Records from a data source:

*-*-*

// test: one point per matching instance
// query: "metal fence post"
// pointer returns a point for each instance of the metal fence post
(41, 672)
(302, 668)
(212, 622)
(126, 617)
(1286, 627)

*-*-*

* Work item: Transcribe every entry exactly as it reads.

* Result for this exercise:
// test: one point per matching instance
// query: "metal fence post"
// pointer returns a point for each instance of the metal fence post
(41, 672)
(302, 668)
(212, 622)
(126, 617)
(1286, 627)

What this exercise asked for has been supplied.